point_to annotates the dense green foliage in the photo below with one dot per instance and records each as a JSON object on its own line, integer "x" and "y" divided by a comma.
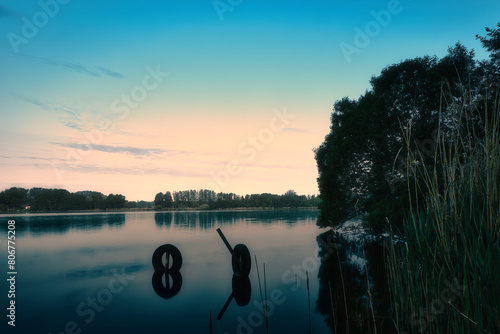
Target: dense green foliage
{"x": 41, "y": 199}
{"x": 363, "y": 161}
{"x": 208, "y": 199}
{"x": 444, "y": 277}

§ Brief
Copy the listing above word for word, leaving the picture out of your answer.

§ Result of this exercise
point_to annotates the dense green foliage in the photo below with one dot per instance and records each as a JSON object on its own line, integer "x" and "y" divided by a comma.
Target: dense green foliage
{"x": 41, "y": 199}
{"x": 363, "y": 161}
{"x": 208, "y": 199}
{"x": 444, "y": 277}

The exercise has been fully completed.